* MATERIAL TO PROCESS *
######
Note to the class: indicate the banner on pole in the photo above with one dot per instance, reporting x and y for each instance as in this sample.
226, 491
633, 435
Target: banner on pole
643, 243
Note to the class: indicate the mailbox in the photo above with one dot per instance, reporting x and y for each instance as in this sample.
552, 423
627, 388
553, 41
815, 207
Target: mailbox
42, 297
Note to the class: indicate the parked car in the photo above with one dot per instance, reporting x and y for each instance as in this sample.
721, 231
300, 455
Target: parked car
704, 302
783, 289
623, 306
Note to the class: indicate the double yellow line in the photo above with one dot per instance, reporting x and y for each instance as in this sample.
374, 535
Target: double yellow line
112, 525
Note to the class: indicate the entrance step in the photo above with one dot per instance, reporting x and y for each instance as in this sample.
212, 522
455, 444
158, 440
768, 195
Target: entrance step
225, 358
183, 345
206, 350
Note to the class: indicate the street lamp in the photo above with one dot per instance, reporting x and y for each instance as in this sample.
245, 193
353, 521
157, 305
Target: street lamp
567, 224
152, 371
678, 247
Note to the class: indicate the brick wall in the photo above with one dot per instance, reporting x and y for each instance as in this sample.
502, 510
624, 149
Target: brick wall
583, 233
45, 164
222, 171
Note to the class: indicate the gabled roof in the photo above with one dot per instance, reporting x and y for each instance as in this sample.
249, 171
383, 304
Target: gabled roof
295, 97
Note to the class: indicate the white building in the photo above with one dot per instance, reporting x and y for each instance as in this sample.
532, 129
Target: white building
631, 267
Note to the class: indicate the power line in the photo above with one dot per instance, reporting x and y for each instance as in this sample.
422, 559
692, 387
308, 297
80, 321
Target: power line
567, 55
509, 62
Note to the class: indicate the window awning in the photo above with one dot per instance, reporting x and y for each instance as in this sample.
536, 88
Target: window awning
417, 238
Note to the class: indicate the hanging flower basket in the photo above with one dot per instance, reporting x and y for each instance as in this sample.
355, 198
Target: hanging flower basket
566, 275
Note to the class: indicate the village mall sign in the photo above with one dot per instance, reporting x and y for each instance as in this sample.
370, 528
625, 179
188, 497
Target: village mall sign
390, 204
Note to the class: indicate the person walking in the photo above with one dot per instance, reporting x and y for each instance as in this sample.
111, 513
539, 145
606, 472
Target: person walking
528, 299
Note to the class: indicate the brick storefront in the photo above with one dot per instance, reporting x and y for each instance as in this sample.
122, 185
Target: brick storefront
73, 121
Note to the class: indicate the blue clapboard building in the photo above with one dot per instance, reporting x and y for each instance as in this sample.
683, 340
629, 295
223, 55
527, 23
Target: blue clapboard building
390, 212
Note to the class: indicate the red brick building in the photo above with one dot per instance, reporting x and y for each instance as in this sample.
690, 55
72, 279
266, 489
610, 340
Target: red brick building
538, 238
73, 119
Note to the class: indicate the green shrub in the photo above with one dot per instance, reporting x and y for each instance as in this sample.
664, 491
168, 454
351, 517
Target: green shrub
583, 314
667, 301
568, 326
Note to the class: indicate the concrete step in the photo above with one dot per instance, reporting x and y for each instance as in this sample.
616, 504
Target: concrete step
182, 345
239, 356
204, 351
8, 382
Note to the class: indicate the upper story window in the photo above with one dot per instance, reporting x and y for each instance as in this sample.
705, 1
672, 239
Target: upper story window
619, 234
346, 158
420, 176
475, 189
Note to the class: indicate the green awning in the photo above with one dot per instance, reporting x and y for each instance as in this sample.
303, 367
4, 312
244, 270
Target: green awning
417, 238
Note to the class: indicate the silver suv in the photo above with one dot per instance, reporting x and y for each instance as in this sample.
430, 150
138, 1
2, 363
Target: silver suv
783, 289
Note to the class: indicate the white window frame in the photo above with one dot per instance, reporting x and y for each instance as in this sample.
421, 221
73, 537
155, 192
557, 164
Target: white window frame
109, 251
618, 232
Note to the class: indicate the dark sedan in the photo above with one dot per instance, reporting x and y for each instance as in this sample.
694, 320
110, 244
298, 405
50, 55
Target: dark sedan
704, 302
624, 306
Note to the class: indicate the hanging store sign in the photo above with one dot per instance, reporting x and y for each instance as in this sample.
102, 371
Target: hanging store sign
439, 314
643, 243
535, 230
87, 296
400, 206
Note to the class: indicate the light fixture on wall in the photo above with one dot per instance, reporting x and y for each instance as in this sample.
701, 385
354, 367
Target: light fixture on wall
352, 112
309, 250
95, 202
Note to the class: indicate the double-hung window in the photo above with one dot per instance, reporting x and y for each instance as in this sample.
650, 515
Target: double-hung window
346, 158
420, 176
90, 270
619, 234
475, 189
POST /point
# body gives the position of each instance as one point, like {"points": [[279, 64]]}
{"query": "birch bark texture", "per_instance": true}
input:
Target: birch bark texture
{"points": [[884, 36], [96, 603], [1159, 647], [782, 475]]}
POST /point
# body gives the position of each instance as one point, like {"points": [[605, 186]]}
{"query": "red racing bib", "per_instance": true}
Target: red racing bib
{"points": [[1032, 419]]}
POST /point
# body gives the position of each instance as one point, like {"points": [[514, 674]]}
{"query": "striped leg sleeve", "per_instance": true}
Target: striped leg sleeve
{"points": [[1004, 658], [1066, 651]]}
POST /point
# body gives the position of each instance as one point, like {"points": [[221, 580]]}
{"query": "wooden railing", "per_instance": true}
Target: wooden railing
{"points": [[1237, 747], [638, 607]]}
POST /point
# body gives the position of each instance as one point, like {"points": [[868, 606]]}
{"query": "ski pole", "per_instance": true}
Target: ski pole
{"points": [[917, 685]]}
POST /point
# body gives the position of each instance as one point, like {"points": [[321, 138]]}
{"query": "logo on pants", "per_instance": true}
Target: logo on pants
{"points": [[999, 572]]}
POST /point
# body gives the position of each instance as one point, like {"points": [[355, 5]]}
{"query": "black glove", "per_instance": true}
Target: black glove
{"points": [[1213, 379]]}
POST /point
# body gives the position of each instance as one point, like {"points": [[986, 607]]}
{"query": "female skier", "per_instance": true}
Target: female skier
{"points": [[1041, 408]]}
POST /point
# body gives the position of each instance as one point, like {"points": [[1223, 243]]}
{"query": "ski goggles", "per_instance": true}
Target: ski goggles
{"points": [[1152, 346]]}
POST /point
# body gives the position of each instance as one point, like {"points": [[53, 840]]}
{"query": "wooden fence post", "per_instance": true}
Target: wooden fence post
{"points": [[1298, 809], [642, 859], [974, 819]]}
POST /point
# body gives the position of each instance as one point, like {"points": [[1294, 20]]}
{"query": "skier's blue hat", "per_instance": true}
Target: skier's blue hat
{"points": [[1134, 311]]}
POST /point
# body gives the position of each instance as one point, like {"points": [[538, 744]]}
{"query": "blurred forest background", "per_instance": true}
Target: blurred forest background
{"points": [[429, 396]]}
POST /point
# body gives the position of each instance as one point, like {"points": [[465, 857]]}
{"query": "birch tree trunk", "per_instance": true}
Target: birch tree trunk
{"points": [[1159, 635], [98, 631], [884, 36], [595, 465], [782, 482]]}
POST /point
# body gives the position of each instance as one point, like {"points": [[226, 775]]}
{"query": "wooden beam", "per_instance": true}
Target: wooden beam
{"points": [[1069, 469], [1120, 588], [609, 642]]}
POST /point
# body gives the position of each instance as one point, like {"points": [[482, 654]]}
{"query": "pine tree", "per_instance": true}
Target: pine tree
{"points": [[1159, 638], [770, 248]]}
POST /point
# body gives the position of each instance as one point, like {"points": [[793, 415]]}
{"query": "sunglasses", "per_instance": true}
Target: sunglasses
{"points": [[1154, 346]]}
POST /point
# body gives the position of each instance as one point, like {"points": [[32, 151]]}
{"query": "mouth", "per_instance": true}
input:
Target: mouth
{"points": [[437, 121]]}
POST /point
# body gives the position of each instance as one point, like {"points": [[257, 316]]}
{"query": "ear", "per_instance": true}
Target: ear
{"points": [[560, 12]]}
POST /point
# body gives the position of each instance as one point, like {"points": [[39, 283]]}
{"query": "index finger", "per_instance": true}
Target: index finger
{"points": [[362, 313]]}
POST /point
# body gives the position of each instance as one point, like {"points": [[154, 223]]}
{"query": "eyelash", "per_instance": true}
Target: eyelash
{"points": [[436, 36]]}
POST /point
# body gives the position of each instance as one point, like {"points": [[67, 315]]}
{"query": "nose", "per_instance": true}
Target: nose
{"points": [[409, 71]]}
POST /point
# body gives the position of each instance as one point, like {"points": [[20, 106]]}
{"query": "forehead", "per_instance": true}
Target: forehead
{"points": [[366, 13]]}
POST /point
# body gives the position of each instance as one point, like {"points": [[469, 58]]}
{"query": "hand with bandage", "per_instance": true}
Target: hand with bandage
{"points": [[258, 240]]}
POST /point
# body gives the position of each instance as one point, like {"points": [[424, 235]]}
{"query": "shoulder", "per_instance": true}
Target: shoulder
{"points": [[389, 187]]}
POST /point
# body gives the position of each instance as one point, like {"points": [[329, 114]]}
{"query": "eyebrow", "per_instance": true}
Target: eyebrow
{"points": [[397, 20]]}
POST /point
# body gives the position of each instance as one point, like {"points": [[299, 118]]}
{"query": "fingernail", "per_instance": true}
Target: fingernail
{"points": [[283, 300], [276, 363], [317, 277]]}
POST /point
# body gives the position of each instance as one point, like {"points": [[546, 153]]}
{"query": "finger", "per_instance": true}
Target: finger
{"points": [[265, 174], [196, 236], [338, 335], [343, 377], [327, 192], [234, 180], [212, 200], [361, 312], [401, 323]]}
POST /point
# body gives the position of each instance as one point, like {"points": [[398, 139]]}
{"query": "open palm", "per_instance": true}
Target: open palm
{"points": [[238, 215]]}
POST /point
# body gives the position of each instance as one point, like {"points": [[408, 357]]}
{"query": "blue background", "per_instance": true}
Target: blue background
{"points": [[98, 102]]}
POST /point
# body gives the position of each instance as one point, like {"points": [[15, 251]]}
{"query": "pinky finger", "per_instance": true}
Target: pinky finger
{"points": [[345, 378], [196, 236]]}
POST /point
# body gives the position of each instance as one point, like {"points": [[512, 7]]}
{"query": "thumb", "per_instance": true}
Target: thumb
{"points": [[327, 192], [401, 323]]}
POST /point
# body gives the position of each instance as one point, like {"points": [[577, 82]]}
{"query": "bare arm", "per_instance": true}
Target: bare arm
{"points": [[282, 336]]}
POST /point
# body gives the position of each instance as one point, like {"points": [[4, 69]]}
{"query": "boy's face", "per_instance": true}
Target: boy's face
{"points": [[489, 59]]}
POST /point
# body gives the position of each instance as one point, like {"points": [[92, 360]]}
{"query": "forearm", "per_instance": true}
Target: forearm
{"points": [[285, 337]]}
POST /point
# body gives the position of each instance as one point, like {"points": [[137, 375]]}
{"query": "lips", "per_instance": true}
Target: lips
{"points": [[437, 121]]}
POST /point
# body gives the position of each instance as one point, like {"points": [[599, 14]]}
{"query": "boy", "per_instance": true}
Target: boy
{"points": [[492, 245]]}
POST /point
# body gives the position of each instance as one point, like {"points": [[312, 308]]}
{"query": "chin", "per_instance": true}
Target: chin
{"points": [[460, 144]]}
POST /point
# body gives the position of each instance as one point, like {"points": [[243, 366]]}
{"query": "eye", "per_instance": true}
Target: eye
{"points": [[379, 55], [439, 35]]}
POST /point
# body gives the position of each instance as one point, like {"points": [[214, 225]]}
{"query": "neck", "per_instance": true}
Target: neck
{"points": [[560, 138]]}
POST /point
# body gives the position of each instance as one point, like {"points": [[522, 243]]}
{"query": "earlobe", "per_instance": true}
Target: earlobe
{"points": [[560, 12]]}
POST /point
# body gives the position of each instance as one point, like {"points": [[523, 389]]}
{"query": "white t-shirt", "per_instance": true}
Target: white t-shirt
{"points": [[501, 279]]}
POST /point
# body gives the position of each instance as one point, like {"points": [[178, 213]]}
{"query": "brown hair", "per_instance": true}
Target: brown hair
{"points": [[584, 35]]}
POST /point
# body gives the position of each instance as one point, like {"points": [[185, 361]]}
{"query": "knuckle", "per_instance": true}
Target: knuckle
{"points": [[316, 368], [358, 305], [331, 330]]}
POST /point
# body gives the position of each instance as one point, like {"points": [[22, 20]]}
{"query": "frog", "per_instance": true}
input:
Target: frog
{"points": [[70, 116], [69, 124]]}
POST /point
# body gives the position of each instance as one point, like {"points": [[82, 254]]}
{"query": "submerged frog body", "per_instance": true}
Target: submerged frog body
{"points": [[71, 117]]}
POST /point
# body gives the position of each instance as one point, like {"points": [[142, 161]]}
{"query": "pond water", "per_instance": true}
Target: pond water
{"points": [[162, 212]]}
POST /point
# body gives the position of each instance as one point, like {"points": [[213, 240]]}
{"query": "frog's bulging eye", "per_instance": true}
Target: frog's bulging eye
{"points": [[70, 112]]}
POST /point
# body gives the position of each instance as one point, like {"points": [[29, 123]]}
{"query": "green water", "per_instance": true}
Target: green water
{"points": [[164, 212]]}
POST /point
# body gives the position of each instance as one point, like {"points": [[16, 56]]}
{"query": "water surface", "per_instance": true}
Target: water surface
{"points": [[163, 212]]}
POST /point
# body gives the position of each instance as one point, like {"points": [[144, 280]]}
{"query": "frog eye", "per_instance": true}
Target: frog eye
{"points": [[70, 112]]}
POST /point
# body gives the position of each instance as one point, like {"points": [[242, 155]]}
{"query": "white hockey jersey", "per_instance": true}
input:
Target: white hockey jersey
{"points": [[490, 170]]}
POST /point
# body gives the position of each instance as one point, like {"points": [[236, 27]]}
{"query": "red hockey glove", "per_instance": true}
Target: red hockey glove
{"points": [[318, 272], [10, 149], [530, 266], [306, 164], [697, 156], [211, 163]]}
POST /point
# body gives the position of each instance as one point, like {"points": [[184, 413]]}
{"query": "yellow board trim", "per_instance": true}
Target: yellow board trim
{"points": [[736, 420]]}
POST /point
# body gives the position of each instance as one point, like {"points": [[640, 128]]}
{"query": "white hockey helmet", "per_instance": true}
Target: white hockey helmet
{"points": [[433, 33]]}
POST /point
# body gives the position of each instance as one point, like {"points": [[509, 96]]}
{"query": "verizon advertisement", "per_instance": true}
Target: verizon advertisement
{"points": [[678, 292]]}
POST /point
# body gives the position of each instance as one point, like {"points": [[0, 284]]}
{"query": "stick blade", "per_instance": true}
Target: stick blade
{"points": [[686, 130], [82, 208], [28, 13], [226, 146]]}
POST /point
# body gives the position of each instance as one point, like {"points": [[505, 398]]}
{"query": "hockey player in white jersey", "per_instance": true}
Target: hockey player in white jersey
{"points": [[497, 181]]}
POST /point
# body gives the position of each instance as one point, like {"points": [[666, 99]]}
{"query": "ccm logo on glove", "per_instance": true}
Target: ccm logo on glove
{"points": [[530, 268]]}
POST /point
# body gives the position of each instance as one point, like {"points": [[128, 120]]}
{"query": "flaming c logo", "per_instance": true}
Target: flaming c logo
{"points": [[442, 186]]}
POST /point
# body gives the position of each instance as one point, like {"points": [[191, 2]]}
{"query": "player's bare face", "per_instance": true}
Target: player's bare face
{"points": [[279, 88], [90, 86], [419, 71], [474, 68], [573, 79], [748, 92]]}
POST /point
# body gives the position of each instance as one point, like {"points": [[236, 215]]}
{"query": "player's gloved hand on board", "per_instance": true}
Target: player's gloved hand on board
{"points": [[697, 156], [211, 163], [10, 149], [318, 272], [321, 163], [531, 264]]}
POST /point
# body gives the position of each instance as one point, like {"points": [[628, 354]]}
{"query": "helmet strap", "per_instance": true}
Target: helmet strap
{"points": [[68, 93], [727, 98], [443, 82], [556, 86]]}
######
Please count the lines of the material above that contain the word "forest" and give only that number.

2